TASK DESCRIPTION ▸ Rewrite every line of the records below, including the descriptive lines. In each GeoJSON line, multiply both pixel coordinates by 2.3 and round to the nearest whole number, rounding halves up.

Records from a point annotation set
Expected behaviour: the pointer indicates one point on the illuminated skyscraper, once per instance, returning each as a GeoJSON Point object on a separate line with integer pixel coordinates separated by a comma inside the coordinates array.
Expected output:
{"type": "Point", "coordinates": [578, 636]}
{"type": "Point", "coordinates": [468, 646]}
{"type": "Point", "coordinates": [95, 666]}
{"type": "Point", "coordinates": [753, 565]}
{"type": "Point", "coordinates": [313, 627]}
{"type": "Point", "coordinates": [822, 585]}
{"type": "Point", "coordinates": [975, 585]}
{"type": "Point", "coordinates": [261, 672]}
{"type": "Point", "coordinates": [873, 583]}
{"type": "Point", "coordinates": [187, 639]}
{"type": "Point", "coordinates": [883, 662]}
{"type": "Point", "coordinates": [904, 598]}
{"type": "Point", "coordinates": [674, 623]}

EXERCISE RESPONSE ▸
Expected behaviour: the pointer indicates one point on the illuminated skyscraper, once per instance, returning each as a GeoJSON Point object on a separate line with integer pixel coordinates separated by a comma inside the coordinates array.
Expected output:
{"type": "Point", "coordinates": [1329, 1463]}
{"type": "Point", "coordinates": [1076, 1486]}
{"type": "Point", "coordinates": [219, 1532]}
{"type": "Point", "coordinates": [1732, 1300]}
{"type": "Point", "coordinates": [720, 1442]}
{"type": "Point", "coordinates": [1891, 1346]}
{"type": "Point", "coordinates": [2243, 1346]}
{"type": "Point", "coordinates": [600, 1546]}
{"type": "Point", "coordinates": [2008, 1341]}
{"type": "Point", "coordinates": [430, 1470]}
{"type": "Point", "coordinates": [2031, 1523]}
{"type": "Point", "coordinates": [2079, 1375]}
{"type": "Point", "coordinates": [1550, 1433]}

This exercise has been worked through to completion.